» TASK BRIEF: Going through the data below, tally every line where the string "with" occurs, then give only the tally.

──────── EXTRACTED MATERIAL

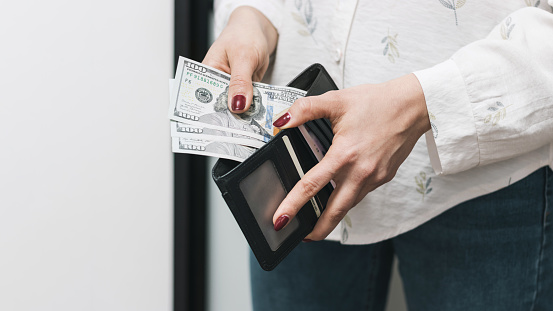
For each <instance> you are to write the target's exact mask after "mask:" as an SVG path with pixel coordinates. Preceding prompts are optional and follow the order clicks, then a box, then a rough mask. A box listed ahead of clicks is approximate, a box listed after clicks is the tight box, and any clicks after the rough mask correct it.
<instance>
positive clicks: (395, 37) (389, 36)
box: [380, 29, 399, 63]
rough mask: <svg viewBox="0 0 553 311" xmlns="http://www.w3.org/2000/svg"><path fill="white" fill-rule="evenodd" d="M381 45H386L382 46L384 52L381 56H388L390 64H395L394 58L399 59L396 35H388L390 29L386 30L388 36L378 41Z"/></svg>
mask: <svg viewBox="0 0 553 311" xmlns="http://www.w3.org/2000/svg"><path fill="white" fill-rule="evenodd" d="M380 42H381V43H386V46H384V51H383V52H382V54H383V55H384V56H388V60H389V61H390V62H391V63H395V62H396V58H399V50H398V49H397V33H396V34H395V35H393V36H391V35H390V29H388V35H387V36H386V37H384V38H383V39H382V41H380Z"/></svg>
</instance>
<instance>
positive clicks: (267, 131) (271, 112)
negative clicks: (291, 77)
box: [169, 57, 306, 142]
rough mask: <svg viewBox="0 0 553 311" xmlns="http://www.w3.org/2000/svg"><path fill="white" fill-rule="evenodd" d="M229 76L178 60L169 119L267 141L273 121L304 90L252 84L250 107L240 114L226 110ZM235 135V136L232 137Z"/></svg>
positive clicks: (218, 71)
mask: <svg viewBox="0 0 553 311" xmlns="http://www.w3.org/2000/svg"><path fill="white" fill-rule="evenodd" d="M229 82H230V75H228V74H226V73H224V72H222V71H219V70H217V69H214V68H211V67H209V66H206V65H203V64H200V63H198V62H195V61H193V60H190V59H187V58H184V57H180V58H179V63H178V66H177V72H176V75H175V83H174V86H173V91H172V93H173V95H172V96H171V105H170V107H169V118H170V119H171V120H174V121H179V122H183V123H186V124H189V125H194V126H203V127H204V128H210V129H215V130H219V131H225V132H227V133H229V135H228V137H239V138H244V136H247V137H251V138H255V139H258V140H260V141H265V142H266V141H268V140H269V139H270V138H272V137H273V136H274V135H275V134H276V133H277V132H278V129H276V128H273V121H274V120H276V119H277V118H278V117H280V116H281V115H282V114H284V112H286V111H287V110H288V108H289V107H290V106H291V105H292V104H293V103H294V101H296V99H298V98H300V97H303V96H305V94H306V92H305V91H303V90H299V89H295V88H291V87H284V86H273V85H268V84H264V83H257V82H254V83H253V102H252V105H251V108H250V109H249V110H248V111H246V112H244V113H241V114H234V113H232V112H230V110H229V109H228V85H229ZM235 135H236V136H235Z"/></svg>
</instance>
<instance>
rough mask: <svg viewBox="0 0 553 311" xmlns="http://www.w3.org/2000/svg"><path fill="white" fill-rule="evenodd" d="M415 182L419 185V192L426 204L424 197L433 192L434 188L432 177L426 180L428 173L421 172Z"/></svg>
mask: <svg viewBox="0 0 553 311" xmlns="http://www.w3.org/2000/svg"><path fill="white" fill-rule="evenodd" d="M415 182H416V183H417V192H418V193H420V194H421V195H422V201H423V202H424V196H425V195H427V194H429V193H430V192H431V191H432V188H430V183H432V177H428V179H426V173H425V172H420V173H419V176H415Z"/></svg>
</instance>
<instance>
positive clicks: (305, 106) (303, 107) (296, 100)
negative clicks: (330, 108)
mask: <svg viewBox="0 0 553 311" xmlns="http://www.w3.org/2000/svg"><path fill="white" fill-rule="evenodd" d="M295 104H296V109H297V110H299V112H300V113H302V114H306V113H309V112H311V107H312V106H313V102H312V101H311V98H309V97H303V98H300V99H298V100H296V103H295Z"/></svg>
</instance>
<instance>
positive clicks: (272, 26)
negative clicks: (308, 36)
mask: <svg viewBox="0 0 553 311" xmlns="http://www.w3.org/2000/svg"><path fill="white" fill-rule="evenodd" d="M277 39H278V33H277V30H276V29H275V27H274V26H273V24H271V22H270V21H269V20H268V19H267V18H266V17H265V15H263V14H262V13H261V12H259V11H258V10H256V9H254V8H253V7H248V6H242V7H238V8H236V9H235V10H234V11H233V12H232V14H231V15H230V18H229V21H228V23H227V26H226V27H225V29H224V30H223V32H222V33H221V35H220V36H219V37H218V38H217V40H215V42H214V43H213V44H212V45H211V48H210V49H209V51H208V52H207V54H206V56H205V58H204V60H203V61H202V63H203V64H206V65H208V66H211V67H213V68H217V69H219V70H221V71H224V72H226V73H228V74H230V75H231V78H230V85H229V92H228V96H229V97H228V98H229V100H228V105H229V109H230V110H231V111H232V112H234V113H242V112H244V111H247V110H248V109H249V108H250V105H251V102H252V98H253V88H252V80H253V81H260V80H261V78H263V75H264V74H265V72H266V71H267V67H268V66H269V56H270V55H271V53H273V51H274V50H275V47H276V43H277Z"/></svg>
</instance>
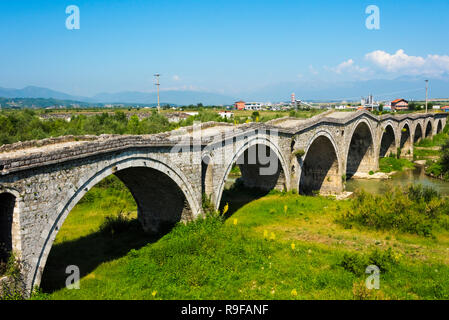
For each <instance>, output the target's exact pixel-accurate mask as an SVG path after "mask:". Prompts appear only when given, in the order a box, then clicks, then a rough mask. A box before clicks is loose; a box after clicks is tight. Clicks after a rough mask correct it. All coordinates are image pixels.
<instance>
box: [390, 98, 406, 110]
mask: <svg viewBox="0 0 449 320" xmlns="http://www.w3.org/2000/svg"><path fill="white" fill-rule="evenodd" d="M391 109H392V110H408V101H407V100H405V99H396V100H393V101H391Z"/></svg>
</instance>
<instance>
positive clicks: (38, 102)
mask: <svg viewBox="0 0 449 320" xmlns="http://www.w3.org/2000/svg"><path fill="white" fill-rule="evenodd" d="M155 107H157V103H148V104H135V103H87V102H81V101H72V100H58V99H52V98H50V99H44V98H2V97H0V110H1V109H25V108H30V109H46V110H55V109H91V108H92V109H94V108H106V109H124V108H129V109H152V108H155ZM160 107H161V109H164V110H167V109H170V110H173V111H175V110H178V111H182V110H184V109H187V110H190V109H195V108H201V107H212V108H218V109H223V110H227V111H232V110H239V111H242V110H246V111H289V110H296V109H300V110H309V109H336V110H368V111H377V112H401V111H402V112H404V111H418V110H425V109H426V102H425V101H413V100H407V99H405V98H401V97H398V98H397V99H394V100H392V101H389V100H387V101H386V100H376V99H375V97H374V96H373V95H368V96H367V97H362V98H361V99H360V101H328V102H325V101H324V102H322V101H313V100H312V101H308V102H307V101H303V100H298V99H296V96H295V94H294V93H292V94H291V96H290V101H281V102H256V101H243V100H240V101H236V102H235V103H234V104H233V105H203V104H202V103H198V104H196V105H193V104H190V105H182V106H181V105H177V104H172V103H162V104H161V105H160ZM427 108H428V110H429V109H431V110H441V111H444V112H448V111H449V99H431V100H428V103H427ZM223 116H225V117H229V116H230V115H229V113H228V114H223Z"/></svg>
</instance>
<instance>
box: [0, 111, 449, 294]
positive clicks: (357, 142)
mask: <svg viewBox="0 0 449 320" xmlns="http://www.w3.org/2000/svg"><path fill="white" fill-rule="evenodd" d="M445 125H446V115H445V114H443V113H435V114H433V113H432V114H430V113H429V114H410V115H400V116H391V115H386V116H380V117H377V116H374V115H372V114H370V113H368V112H365V111H360V112H332V111H330V112H326V113H325V114H321V115H318V116H316V117H313V118H311V119H297V118H288V117H287V118H282V119H277V120H273V121H270V122H268V123H250V124H244V125H238V126H236V125H232V124H227V123H205V124H201V125H194V126H192V127H187V128H182V129H178V130H175V131H172V132H169V133H161V134H154V135H144V136H118V135H103V136H99V137H94V136H82V137H61V138H51V139H46V140H41V141H31V142H23V143H16V144H12V145H4V146H2V147H0V243H3V244H4V246H3V249H2V250H0V254H1V255H2V256H1V257H0V258H4V257H5V255H6V254H7V252H9V251H11V250H12V251H14V252H15V253H16V256H17V257H18V258H19V259H20V260H21V261H22V264H23V271H22V272H23V276H24V279H25V283H26V287H27V289H28V290H29V289H31V288H33V287H34V286H38V285H39V284H40V281H41V276H42V273H43V270H44V268H45V263H46V260H47V257H48V254H49V252H50V250H51V247H52V244H53V241H54V239H55V237H56V235H57V233H58V230H59V229H60V228H61V226H62V224H63V223H64V220H65V219H66V217H67V215H68V214H69V213H70V211H71V210H72V209H73V207H74V206H75V205H76V204H77V203H78V201H80V199H81V198H82V197H83V196H84V195H85V194H86V192H88V191H89V190H90V189H91V188H92V187H93V186H95V184H97V183H98V182H100V181H101V180H102V179H104V178H106V177H107V176H109V175H112V174H114V175H116V176H117V177H118V178H119V179H120V180H121V181H123V183H124V184H125V185H126V186H127V187H128V188H129V190H130V191H131V193H132V195H133V196H134V199H135V200H136V203H137V206H138V218H139V220H140V222H141V223H142V226H143V228H144V229H145V230H146V231H148V232H157V231H158V230H159V229H160V228H162V227H166V226H170V225H173V224H174V223H176V222H178V221H190V220H192V219H195V218H196V217H198V216H199V215H201V214H202V197H203V195H207V196H208V197H210V199H211V201H212V202H213V203H214V204H215V206H216V207H217V208H218V207H219V205H220V201H221V197H222V194H223V190H224V185H225V182H226V179H227V177H228V174H229V173H230V171H231V169H232V167H233V165H235V164H238V165H239V166H240V169H241V173H242V181H243V183H244V185H246V186H248V187H258V188H261V189H265V190H270V189H273V188H278V189H284V190H294V189H296V190H298V191H299V192H300V193H302V194H310V193H312V192H316V191H319V192H321V193H322V194H336V193H340V192H342V191H343V185H344V184H343V180H344V179H346V178H350V177H352V176H353V175H355V174H358V173H361V172H362V173H366V172H369V171H376V170H377V169H378V163H379V158H380V157H384V156H388V155H389V154H391V153H394V154H396V153H398V152H400V154H401V156H402V157H412V155H413V142H416V141H418V140H419V139H422V138H424V137H431V136H432V135H434V134H436V133H438V132H440V131H441V130H442V129H443V128H444V127H445Z"/></svg>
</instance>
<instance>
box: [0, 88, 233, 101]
mask: <svg viewBox="0 0 449 320" xmlns="http://www.w3.org/2000/svg"><path fill="white" fill-rule="evenodd" d="M160 96H161V104H164V103H170V104H180V105H185V104H197V103H202V104H205V105H213V104H231V103H234V101H235V98H233V97H230V96H226V95H221V94H217V93H209V92H199V91H174V90H173V91H161V93H160ZM0 97H4V98H46V99H49V98H53V99H59V100H74V101H83V102H90V103H142V104H154V103H156V102H157V94H156V93H145V92H132V91H129V92H119V93H100V94H97V95H95V96H93V97H82V96H73V95H70V94H66V93H63V92H59V91H55V90H51V89H47V88H41V87H34V86H28V87H25V88H23V89H10V88H1V87H0Z"/></svg>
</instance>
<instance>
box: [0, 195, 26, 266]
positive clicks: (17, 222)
mask: <svg viewBox="0 0 449 320" xmlns="http://www.w3.org/2000/svg"><path fill="white" fill-rule="evenodd" d="M20 207H21V202H20V193H19V192H18V191H16V190H14V189H9V188H1V187H0V260H1V261H3V260H4V259H5V258H7V257H8V256H9V252H11V251H12V252H14V254H15V255H16V257H17V258H19V259H20V258H21V254H22V250H21V248H22V243H21V233H20V232H21V231H20V218H19V217H20ZM2 244H3V245H2Z"/></svg>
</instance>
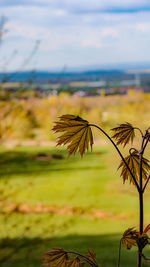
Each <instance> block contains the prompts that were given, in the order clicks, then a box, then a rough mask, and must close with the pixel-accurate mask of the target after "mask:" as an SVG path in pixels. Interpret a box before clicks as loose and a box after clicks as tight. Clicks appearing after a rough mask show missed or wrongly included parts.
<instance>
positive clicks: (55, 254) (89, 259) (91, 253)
mask: <svg viewBox="0 0 150 267" xmlns="http://www.w3.org/2000/svg"><path fill="white" fill-rule="evenodd" d="M70 254H71V255H75V257H70ZM43 258H44V263H43V266H49V267H84V266H85V262H86V263H88V264H89V265H91V266H93V267H98V265H97V264H96V254H95V253H94V252H93V251H90V250H88V252H87V256H83V255H81V254H78V253H76V252H71V251H69V252H68V251H66V250H64V249H63V248H53V249H52V250H50V251H48V252H46V253H45V254H44V255H43Z"/></svg>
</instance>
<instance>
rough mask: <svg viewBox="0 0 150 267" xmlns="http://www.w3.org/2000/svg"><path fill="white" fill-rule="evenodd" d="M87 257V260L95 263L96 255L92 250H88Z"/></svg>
mask: <svg viewBox="0 0 150 267" xmlns="http://www.w3.org/2000/svg"><path fill="white" fill-rule="evenodd" d="M87 255H88V258H89V260H91V261H93V262H95V260H96V253H95V252H94V251H93V250H88V252H87Z"/></svg>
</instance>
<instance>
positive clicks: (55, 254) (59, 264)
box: [43, 248, 68, 267]
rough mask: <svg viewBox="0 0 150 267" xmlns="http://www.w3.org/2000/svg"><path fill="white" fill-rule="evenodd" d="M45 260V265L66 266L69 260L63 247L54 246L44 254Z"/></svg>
mask: <svg viewBox="0 0 150 267" xmlns="http://www.w3.org/2000/svg"><path fill="white" fill-rule="evenodd" d="M43 258H44V259H45V262H44V263H43V266H49V267H66V263H67V260H68V255H67V252H66V251H65V250H64V249H62V248H54V249H53V250H51V251H48V252H46V253H45V254H44V255H43Z"/></svg>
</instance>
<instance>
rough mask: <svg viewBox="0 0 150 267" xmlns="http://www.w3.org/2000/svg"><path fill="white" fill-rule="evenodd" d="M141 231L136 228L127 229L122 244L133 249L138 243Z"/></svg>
mask: <svg viewBox="0 0 150 267" xmlns="http://www.w3.org/2000/svg"><path fill="white" fill-rule="evenodd" d="M138 236H139V233H138V232H137V231H136V230H134V228H129V229H127V230H126V231H125V232H124V234H123V237H122V244H123V245H124V246H125V247H126V248H127V249H131V247H132V246H135V245H136V242H137V240H138Z"/></svg>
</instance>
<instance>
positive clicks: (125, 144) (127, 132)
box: [111, 122, 135, 147]
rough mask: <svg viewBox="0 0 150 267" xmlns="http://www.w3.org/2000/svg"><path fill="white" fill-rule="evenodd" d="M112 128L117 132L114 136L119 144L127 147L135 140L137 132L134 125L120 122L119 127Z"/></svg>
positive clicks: (112, 136)
mask: <svg viewBox="0 0 150 267" xmlns="http://www.w3.org/2000/svg"><path fill="white" fill-rule="evenodd" d="M111 130H112V131H114V132H115V134H114V135H113V136H112V138H114V139H115V140H116V141H117V145H119V144H123V145H124V147H125V146H126V145H127V144H128V143H129V142H130V141H131V143H132V142H133V139H134V137H135V133H134V127H133V126H132V125H131V124H130V123H128V122H127V123H123V124H120V125H119V126H118V127H115V128H113V129H111Z"/></svg>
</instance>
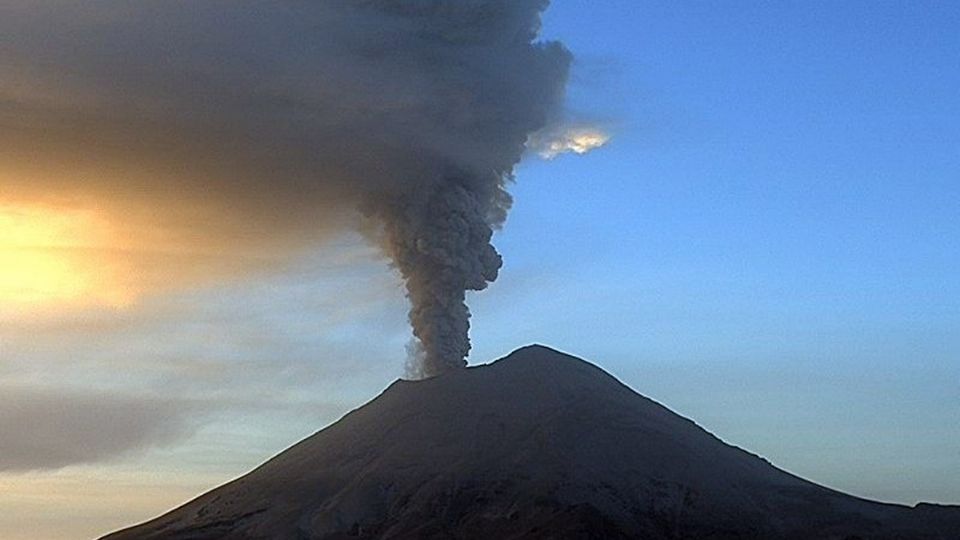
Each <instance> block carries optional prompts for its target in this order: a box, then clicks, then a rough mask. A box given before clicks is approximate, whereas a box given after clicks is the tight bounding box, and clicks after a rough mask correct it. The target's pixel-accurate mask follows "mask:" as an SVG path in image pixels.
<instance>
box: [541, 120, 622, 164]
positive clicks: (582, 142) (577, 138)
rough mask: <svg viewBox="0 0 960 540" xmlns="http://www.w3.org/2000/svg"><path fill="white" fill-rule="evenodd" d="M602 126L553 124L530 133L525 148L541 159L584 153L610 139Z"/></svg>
mask: <svg viewBox="0 0 960 540" xmlns="http://www.w3.org/2000/svg"><path fill="white" fill-rule="evenodd" d="M610 138H611V136H610V134H609V133H607V132H606V131H605V130H604V129H603V128H600V127H597V126H589V125H564V124H560V125H555V126H551V127H549V128H546V129H543V130H540V131H538V132H536V133H533V134H531V135H530V138H529V139H527V148H528V149H530V150H532V151H534V152H536V153H537V155H539V156H540V157H541V158H543V159H548V160H549V159H554V158H556V157H557V156H559V155H561V154H567V153H574V154H586V153H587V152H590V151H592V150H596V149H597V148H600V147H602V146H603V145H605V144H607V143H608V142H609V141H610Z"/></svg>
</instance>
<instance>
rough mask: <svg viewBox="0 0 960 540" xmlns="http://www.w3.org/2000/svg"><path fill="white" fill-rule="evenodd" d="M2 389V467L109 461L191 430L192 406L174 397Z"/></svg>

────────────────

» TASK RESPONSE: 2